##### RECORDS FOR PROCESSING
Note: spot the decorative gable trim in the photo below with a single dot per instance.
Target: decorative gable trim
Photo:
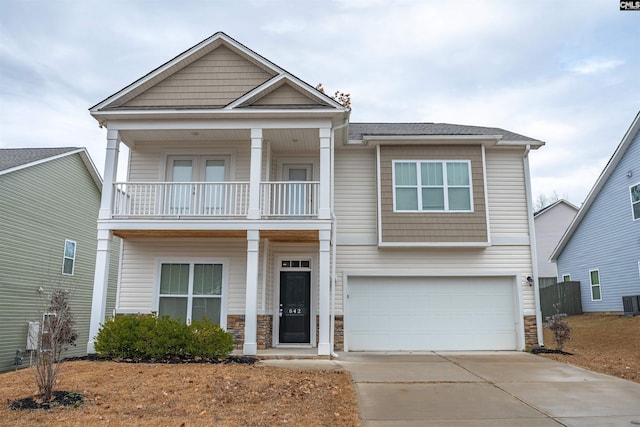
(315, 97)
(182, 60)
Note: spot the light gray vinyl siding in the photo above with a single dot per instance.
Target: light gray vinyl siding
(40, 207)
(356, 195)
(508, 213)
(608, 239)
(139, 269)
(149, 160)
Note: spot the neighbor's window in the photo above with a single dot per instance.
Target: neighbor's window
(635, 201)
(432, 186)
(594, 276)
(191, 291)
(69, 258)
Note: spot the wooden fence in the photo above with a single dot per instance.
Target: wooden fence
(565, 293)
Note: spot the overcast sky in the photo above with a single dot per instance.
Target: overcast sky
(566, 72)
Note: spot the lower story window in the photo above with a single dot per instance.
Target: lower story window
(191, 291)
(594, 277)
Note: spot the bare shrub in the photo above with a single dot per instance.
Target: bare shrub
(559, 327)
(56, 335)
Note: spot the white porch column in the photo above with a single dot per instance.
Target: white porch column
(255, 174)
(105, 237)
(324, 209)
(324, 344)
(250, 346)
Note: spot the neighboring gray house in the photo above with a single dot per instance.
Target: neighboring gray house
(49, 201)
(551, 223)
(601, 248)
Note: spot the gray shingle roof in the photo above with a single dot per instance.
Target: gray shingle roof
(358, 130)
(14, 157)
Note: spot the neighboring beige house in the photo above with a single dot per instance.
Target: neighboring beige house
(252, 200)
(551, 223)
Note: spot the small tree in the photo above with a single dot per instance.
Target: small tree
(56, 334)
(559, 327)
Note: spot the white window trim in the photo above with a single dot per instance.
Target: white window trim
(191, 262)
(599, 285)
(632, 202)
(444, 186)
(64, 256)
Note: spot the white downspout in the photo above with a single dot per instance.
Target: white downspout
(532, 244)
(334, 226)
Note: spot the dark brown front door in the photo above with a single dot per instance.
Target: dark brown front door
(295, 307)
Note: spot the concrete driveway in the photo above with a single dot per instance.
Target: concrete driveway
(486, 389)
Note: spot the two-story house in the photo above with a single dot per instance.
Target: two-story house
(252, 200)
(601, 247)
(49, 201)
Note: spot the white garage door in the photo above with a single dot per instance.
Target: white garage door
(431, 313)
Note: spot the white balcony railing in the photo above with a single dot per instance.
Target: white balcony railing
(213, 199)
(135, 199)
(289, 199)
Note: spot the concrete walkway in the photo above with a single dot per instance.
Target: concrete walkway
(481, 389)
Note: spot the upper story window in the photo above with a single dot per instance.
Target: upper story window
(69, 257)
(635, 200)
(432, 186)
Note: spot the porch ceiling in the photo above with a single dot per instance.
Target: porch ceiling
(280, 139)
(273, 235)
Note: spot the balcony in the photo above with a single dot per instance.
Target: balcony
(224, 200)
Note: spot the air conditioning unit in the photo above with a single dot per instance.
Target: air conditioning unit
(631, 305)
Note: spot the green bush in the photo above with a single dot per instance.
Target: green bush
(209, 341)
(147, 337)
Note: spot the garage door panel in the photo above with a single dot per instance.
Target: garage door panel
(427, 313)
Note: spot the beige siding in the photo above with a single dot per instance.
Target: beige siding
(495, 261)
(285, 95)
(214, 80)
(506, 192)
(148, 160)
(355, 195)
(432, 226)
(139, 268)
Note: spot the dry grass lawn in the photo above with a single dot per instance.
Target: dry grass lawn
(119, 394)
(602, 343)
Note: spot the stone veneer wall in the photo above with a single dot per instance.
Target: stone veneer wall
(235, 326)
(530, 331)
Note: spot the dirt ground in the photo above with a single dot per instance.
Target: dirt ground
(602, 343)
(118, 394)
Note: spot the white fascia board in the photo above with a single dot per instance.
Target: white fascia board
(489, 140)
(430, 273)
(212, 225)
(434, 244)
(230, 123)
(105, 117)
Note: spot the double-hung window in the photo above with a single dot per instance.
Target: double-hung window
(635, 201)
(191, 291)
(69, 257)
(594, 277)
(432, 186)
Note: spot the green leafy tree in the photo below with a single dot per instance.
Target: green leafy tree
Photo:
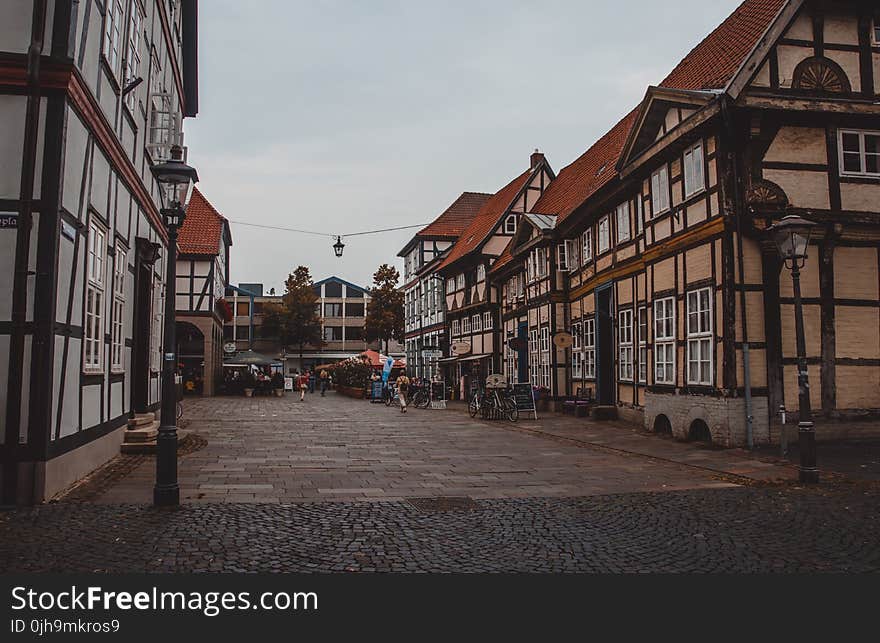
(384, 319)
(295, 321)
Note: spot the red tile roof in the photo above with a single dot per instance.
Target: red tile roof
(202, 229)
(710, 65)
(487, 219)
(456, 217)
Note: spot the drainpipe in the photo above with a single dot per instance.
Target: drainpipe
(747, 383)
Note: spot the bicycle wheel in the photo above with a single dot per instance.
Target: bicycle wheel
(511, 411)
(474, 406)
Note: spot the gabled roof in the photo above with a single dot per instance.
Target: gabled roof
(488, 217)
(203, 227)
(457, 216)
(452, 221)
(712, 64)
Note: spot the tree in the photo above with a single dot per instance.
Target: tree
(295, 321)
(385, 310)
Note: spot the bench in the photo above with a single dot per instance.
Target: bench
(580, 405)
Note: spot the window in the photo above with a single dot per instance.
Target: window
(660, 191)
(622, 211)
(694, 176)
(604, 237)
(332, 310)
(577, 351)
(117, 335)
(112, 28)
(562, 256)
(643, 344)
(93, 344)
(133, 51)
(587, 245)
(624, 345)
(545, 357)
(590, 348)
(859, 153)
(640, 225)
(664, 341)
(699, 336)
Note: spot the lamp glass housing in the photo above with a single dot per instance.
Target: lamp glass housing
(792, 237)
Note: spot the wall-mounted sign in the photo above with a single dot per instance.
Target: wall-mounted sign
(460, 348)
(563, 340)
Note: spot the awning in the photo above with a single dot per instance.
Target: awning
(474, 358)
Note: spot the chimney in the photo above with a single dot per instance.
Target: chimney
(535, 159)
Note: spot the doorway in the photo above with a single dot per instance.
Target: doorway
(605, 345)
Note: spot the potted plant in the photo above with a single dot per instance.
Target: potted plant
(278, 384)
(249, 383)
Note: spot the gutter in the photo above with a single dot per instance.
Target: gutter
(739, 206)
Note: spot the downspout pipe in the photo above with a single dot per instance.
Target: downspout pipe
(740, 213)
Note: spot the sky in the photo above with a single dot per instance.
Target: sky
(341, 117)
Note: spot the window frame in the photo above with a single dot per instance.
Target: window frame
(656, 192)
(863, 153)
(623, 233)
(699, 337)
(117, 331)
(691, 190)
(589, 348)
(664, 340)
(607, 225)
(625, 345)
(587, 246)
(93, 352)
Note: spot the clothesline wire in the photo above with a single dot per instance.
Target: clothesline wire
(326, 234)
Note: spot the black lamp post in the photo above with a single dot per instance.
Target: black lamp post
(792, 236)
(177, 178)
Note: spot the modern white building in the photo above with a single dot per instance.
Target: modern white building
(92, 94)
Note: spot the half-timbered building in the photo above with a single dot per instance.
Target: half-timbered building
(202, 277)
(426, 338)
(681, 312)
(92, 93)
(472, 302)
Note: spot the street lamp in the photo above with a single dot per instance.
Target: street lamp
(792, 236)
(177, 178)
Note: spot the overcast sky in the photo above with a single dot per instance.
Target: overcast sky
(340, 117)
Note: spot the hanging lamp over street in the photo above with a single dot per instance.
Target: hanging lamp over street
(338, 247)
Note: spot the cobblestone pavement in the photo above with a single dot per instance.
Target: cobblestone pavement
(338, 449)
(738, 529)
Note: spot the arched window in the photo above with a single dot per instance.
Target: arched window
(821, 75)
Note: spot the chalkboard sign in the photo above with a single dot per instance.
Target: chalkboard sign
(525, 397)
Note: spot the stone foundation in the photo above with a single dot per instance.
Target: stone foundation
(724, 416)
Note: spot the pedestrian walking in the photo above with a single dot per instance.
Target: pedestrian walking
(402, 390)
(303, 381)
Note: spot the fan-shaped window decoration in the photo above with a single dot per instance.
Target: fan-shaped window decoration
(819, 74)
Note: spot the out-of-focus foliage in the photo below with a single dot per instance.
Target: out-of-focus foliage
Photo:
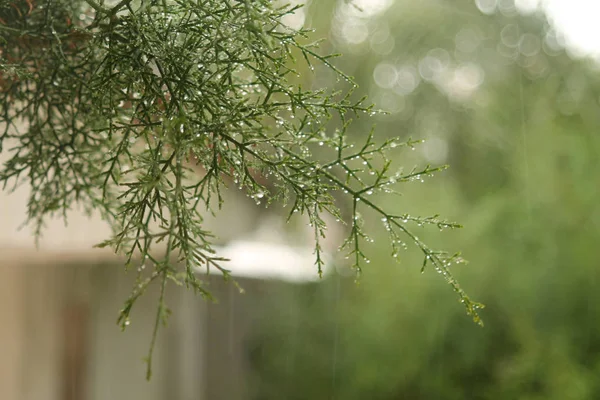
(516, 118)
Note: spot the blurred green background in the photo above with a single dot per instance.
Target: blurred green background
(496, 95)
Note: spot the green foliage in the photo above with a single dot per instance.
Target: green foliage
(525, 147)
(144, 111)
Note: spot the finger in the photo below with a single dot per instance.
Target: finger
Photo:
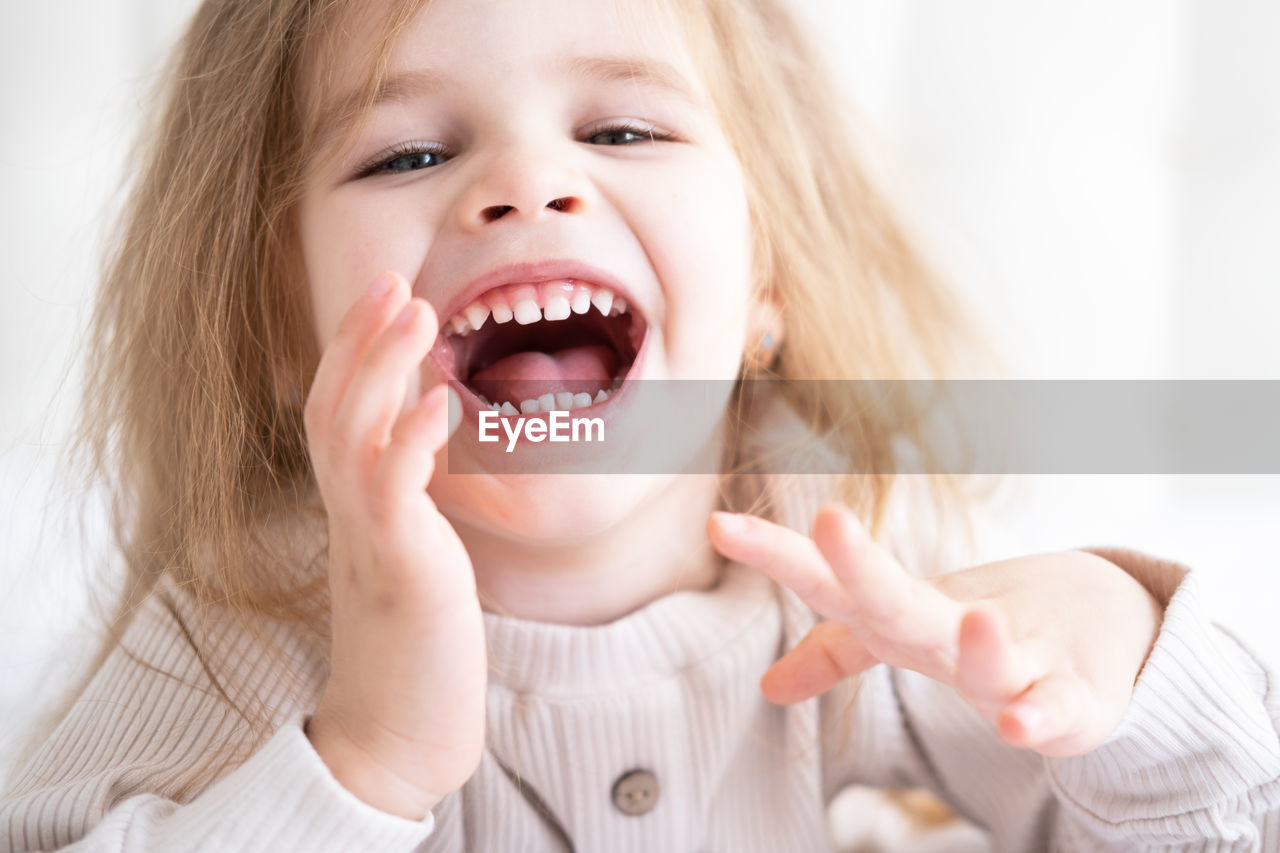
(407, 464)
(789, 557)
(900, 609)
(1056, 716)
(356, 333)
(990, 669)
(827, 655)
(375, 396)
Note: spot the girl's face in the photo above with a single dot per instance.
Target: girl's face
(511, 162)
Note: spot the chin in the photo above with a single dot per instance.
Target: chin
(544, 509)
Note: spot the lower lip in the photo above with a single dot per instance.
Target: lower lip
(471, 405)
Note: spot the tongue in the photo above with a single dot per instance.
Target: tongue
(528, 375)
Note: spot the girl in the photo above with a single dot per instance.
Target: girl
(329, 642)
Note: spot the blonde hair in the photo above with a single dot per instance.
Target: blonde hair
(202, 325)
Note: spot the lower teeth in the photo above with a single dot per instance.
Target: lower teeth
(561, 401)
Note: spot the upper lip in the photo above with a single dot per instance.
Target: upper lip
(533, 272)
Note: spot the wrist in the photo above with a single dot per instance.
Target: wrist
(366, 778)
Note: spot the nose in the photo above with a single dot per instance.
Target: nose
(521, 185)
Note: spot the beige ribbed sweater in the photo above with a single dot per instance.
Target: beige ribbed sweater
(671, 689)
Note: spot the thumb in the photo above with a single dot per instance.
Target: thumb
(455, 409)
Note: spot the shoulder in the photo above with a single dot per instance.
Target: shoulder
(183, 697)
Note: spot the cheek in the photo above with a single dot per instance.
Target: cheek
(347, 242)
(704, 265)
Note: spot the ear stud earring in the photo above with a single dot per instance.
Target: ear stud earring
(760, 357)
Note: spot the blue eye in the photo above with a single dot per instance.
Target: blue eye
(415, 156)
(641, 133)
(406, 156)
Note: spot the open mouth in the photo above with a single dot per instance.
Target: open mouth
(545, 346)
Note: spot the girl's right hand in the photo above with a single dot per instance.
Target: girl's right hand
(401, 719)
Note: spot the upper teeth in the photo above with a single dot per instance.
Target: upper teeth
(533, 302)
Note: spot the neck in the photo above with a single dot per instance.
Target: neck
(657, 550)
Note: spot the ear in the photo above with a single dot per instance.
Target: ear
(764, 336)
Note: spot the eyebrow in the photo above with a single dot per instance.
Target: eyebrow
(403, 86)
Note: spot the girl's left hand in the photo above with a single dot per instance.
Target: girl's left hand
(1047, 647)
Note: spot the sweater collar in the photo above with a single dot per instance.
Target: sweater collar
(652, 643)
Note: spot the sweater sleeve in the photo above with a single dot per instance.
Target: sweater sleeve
##########
> TASK INSTRUCTIONS
Look through the data above and return exactly the lines from the one that contains "Note: spot the upper teeth" to the one that contains "Note: spot the sweater sleeve", inclusive, with nothing else.

> ANSWER SPACE
Note: spot the upper teeth in the photo above with a single dot per instance.
Target: upper teeth
(533, 302)
Note: spot the neck in the photo above with a single dot per instance.
Target: neck
(657, 550)
Note: spot the ear in the photo above with a single dot per instance.
Target: ear
(764, 336)
Note: spot the eyebrow in the photo above with a single dot per instance.
Target: eyebrow
(403, 86)
Note: spot the girl's left hand in the photo above with a single dot per instance.
Target: girl's left hand
(1047, 647)
Note: spot the sweater collar in the photo above with a single dot per instance.
Target: sweater collar
(652, 643)
Note: spot the sweater sleeve in the photo above with a single dot per instance.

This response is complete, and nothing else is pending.